┌──

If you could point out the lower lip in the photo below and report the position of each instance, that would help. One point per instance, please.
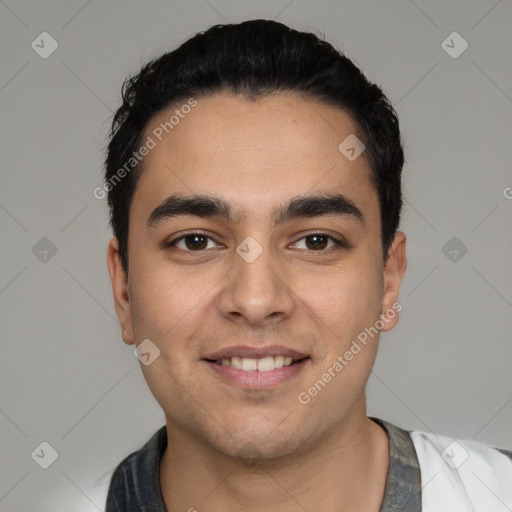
(255, 379)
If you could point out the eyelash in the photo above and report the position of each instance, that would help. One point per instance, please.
(339, 243)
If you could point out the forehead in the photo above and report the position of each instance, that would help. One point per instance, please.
(252, 153)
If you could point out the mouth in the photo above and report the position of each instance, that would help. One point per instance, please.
(247, 368)
(264, 364)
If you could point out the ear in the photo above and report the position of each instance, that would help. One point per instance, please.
(394, 271)
(119, 282)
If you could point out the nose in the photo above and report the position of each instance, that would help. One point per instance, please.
(257, 292)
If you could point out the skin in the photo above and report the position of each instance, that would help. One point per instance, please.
(238, 449)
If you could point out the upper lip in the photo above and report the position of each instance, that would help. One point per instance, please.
(255, 352)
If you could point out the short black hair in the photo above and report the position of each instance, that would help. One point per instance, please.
(253, 59)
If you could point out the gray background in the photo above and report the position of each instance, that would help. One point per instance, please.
(67, 378)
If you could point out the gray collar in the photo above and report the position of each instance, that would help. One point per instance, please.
(403, 484)
(135, 484)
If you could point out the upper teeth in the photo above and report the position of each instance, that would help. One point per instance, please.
(264, 364)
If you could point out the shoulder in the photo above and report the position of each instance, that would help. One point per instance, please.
(462, 475)
(134, 480)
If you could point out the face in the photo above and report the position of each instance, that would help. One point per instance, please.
(282, 259)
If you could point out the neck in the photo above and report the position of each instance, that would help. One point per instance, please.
(346, 471)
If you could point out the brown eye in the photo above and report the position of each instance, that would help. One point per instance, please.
(193, 242)
(319, 242)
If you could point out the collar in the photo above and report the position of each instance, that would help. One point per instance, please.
(135, 484)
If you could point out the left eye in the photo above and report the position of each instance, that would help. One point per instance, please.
(319, 242)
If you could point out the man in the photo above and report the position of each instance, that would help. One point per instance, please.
(253, 177)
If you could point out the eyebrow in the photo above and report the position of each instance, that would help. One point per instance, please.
(298, 207)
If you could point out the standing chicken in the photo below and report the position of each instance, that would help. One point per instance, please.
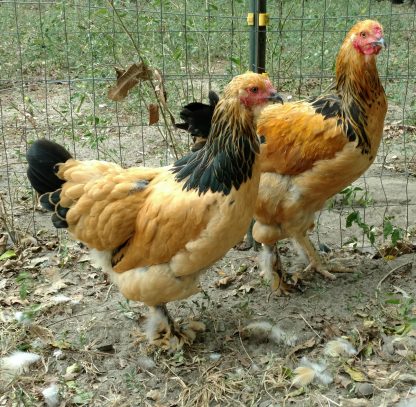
(315, 148)
(154, 230)
(197, 118)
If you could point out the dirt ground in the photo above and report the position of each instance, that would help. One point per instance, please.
(54, 303)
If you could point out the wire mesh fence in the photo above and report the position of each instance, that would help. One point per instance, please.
(58, 60)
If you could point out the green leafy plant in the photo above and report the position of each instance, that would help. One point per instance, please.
(25, 282)
(355, 218)
(395, 233)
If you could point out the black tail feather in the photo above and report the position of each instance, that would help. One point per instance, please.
(42, 158)
(197, 116)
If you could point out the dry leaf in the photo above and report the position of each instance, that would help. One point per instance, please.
(161, 93)
(153, 113)
(355, 375)
(303, 376)
(126, 80)
(305, 345)
(246, 288)
(224, 282)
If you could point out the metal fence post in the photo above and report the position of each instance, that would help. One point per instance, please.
(257, 19)
(251, 21)
(261, 26)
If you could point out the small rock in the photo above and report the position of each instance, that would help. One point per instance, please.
(354, 402)
(153, 395)
(364, 389)
(215, 356)
(408, 378)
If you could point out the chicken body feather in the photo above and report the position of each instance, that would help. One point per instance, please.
(154, 230)
(315, 148)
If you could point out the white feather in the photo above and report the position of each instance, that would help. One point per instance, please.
(407, 403)
(339, 347)
(17, 362)
(51, 395)
(309, 371)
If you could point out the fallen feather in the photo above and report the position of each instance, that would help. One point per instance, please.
(17, 362)
(51, 395)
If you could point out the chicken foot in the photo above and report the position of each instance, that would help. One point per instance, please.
(167, 334)
(315, 262)
(271, 268)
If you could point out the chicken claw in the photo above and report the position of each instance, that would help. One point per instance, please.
(164, 332)
(327, 269)
(272, 270)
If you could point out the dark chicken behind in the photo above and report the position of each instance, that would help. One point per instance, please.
(154, 230)
(197, 118)
(314, 148)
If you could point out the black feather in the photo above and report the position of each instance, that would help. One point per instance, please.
(42, 158)
(197, 116)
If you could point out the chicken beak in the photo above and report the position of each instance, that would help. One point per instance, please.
(380, 43)
(275, 97)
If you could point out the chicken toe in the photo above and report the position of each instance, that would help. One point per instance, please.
(271, 269)
(165, 333)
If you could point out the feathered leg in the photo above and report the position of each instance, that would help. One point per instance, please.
(315, 263)
(249, 241)
(165, 333)
(271, 268)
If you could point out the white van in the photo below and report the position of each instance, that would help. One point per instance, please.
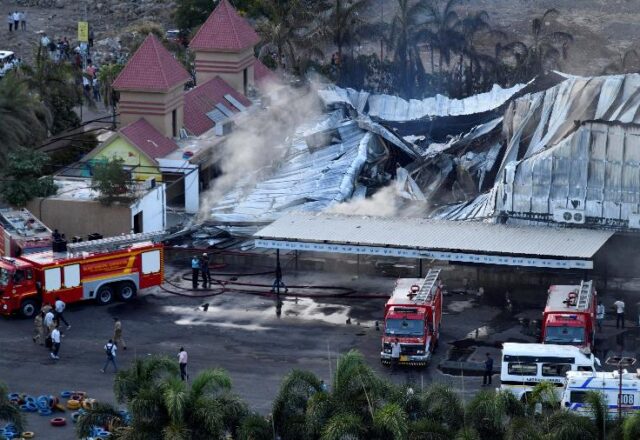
(526, 365)
(608, 383)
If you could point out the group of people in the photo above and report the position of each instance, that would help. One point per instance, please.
(17, 20)
(47, 326)
(200, 264)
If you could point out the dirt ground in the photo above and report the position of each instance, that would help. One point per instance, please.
(602, 29)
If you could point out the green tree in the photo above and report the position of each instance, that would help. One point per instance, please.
(23, 117)
(24, 180)
(163, 407)
(59, 87)
(8, 411)
(111, 180)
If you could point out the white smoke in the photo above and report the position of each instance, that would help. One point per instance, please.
(258, 143)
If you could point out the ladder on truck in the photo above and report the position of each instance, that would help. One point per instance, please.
(113, 243)
(425, 294)
(584, 295)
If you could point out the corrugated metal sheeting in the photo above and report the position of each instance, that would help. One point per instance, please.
(436, 235)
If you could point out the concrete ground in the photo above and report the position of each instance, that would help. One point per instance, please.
(242, 334)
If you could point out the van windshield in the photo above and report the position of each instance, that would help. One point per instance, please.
(4, 277)
(404, 327)
(564, 335)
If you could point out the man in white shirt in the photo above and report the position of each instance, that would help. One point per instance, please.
(183, 358)
(55, 340)
(600, 311)
(619, 305)
(110, 350)
(60, 306)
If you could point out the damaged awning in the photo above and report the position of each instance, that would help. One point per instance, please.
(468, 242)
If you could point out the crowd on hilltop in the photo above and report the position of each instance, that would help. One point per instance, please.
(17, 20)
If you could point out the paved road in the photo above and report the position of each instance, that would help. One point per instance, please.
(239, 333)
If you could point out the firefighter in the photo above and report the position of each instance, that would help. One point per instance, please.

└──

## Exercise
Rewrite all of the rows above as a numbered list, skipping any blank lines and leaving out the pictures.

## The response
1. If you could point out the lower lip in the photo below and report the position of each instance, that would help. One point per instance, please.
2. (255, 379)
3. If you could point out the eyelash in the photo above and report the position of each instance, that would help. One point per instance, please.
4. (339, 243)
5. If you could point out the forehead in the photo above and report the position of each instance, that would help. One point per instance, please.
6. (252, 153)
7. If you could point out the mouth in the photo above and report the position of each instance, that would help. One point per instance, please.
8. (247, 368)
9. (264, 364)
10. If you could point out the ear in the photo above and report the position of each instance, that would help. One point per instance, please.
11. (394, 271)
12. (119, 282)
13. If you could point out the nose in the photo above and report the position of each instance, that would help. One point per instance, please.
14. (257, 292)
15. If you could point out the skin in the photo above and report the position of each instance, that would help. One point per instance, please.
16. (238, 449)
17. If you could point out the upper lip in the photo above and report the position of each instance, that would help. One point per instance, please.
18. (255, 352)
19. If you could point out the short black hair in the photo above and report the position of each instance, that would help. One point per instance, please.
20. (253, 59)
21. If you could point out the gray background in the photo above and report the position of each instance, that would help. One point per instance, please.
22. (67, 378)
23. If you could point out the gray collar in the photo above and report the position of each instance, that would help. One point per instance, please.
24. (403, 484)
25. (135, 484)
26. If you could point out the upper teeth in the photo above and report the position of each instance, that would help. One point per instance, please.
27. (264, 364)
28. If you could point out the shoulder in the photo above and report the position of each instance, that would help. One point per instance, please.
29. (462, 475)
30. (134, 480)
31. If you could point out the face in the photo above and report the position of each instance, that would help. One point per instance, please.
32. (282, 259)
33. If you could point out the neck in the photo above and report the position of each instance, that would help. One point per instance, please.
34. (346, 471)
35. If you could point out the brown eye in the photo above and report the position of each instance, that would help. One point per instance, please.
36. (193, 242)
37. (319, 242)
38. If you could point out the collar in the photo above and report the position of each instance, that would help. One point per instance, please.
39. (135, 484)
40. If you could point out the left eye in the photo above and report the position of each instance, that would help. One point per instance, please.
41. (319, 242)
42. If you could point out the man in the photo above and report the position of each instance, that would help. One point per instance, please.
43. (253, 177)
44. If you could point out the eyebrow in the photo above and report the position of each instance, that would help. One point per instance, please.
45. (298, 207)
46. If you could point out the standing chicken in the photo below and report the position of each instance, that would help. One point per instance, please.
47. (315, 148)
48. (154, 230)
49. (197, 118)
50. If you could point out the dirt ground in the photo above and report the position of each instance, that would help. One point per instance, please.
51. (54, 303)
52. If you could point out the wire mesh fence in the photo above and report the position of each instance, that would help. One point per instance, please.
53. (58, 60)
54. If you could point out the green leafy plant in the photo above and report the position of each instance, that would help. One point per instance, please.
55. (25, 282)
56. (355, 218)
57. (395, 233)
58. If you could point out the black tail feather in the photo above and report the position of each instance, that would help. One point per instance, please.
59. (42, 158)
60. (197, 116)
61. If you could point out the dry leaf in the photo above and report the position of each instance, that would help. One point per instance, please.
62. (161, 93)
63. (153, 113)
64. (355, 375)
65. (303, 376)
66. (126, 80)
67. (305, 345)
68. (246, 288)
69. (224, 282)
70. If you could point out the metal fence post in the photo above and report the position of each instance, that would help. One point per instance, please.
71. (257, 19)
72. (251, 21)
73. (261, 26)
74. If you could point out the small rock in the photo above and report the position of each instance, that would help. One point per instance, please.
75. (354, 402)
76. (153, 395)
77. (364, 389)
78. (215, 356)
79. (408, 378)
80. If you could point out the chicken body feather in the photo above and report the position of each instance, that would help. One point per instance, please.
81. (154, 230)
82. (315, 148)
83. If you could point out the white feather in the photo above and report the position of each instance, that would help. One point per instance, please.
84. (407, 403)
85. (339, 347)
86. (17, 362)
87. (51, 395)
88. (309, 371)
89. If you could point out the fallen feather in the photo above and report the position of each instance, that would help. One point per instance, please.
90. (17, 362)
91. (51, 395)
92. If you could point out the chicken foot in the photo above and report the position of each instance, that would help. One point per instance, please.
93. (167, 334)
94. (315, 262)
95. (271, 268)
96. If you could point out the chicken claw in the photo above and report the position of each instance, that would help. One point per instance, please.
97. (164, 332)
98. (327, 269)
99. (272, 270)
100. If you could point out the dark chicken behind in the photo above and report the position of each instance, that would help. One point per instance, please.
101. (154, 230)
102. (197, 118)
103. (314, 148)
104. If you could point out the black feather in the photo above and report the position of each instance, that would help. One point per instance, please.
105. (42, 158)
106. (197, 116)
107. If you could point out the chicken beak in the photo above and report the position of each instance, that would help. One point per instance, please.
108. (380, 43)
109. (275, 97)
110. If you could point out the chicken toe in the photo above and report the position of each instance, that would help. One point per instance, please.
111. (271, 269)
112. (165, 333)
113. If you could point out the feathered leg in the photo above and report the position of each instance, that would help. One point per instance, please.
114. (315, 263)
115. (249, 241)
116. (165, 333)
117. (271, 268)
118. If you could point out the white van in the photo below and report the position of each instance, that would help. One point per instance, please.
119. (526, 365)
120. (608, 383)
121. If you could point out the group of people in the photo above and report the position of each instance, that would help. One point per instance, please.
122. (17, 20)
123. (47, 326)
124. (200, 264)
125. If you could point out the dirt ground in the photo above and report the position of each instance, that would help. One point per instance, please.
126. (602, 29)
127. If you could point out the green tree in the photo above and report the position of each instance, that would help. One point per instance, please.
128. (23, 117)
129. (24, 180)
130. (163, 407)
131. (59, 87)
132. (8, 411)
133. (111, 180)
134. If you could point out the white smoke in the photo above and report the position of each instance, that would help. One point per instance, please.
135. (258, 143)
136. If you could point out the ladder on truck in the photo above and report the position of each instance, that would help. One point per instance, please.
137. (113, 243)
138. (425, 294)
139. (584, 295)
140. If you could point out the corrugated metal sheeting in the photo above and report the position of each instance, that would help. One point per instance, please.
141. (436, 235)
142. If you could point out the concrete ground in the photo above and report the position of each instance, that would help. One point per instance, please.
143. (242, 334)
144. If you could point out the van windshield in the photo above and report the position of each instance, that would help. One point per instance, please.
145. (4, 277)
146. (404, 327)
147. (564, 335)
148. If you could point out the man in white shirt in the photo above and report the position of each instance, that would help. One point per instance, please.
149. (183, 358)
150. (55, 340)
151. (600, 311)
152. (619, 305)
153. (110, 350)
154. (60, 306)
155. If you could point out the damaged awning in the photo above and report the position of each instance, that would help. One point per instance, please.
156. (468, 242)
157. If you could point out the crowd on hilltop in the photo above and report the position of each instance, that would help. One point per instance, please.
158. (17, 20)
159. If you could point out the paved road in the photo above and report the position of each instance, that would help. One point per instance, please.
160. (239, 333)
161. If you could point out the firefighter in the photo above and report the position of each instance, that would help. One point per instance, please.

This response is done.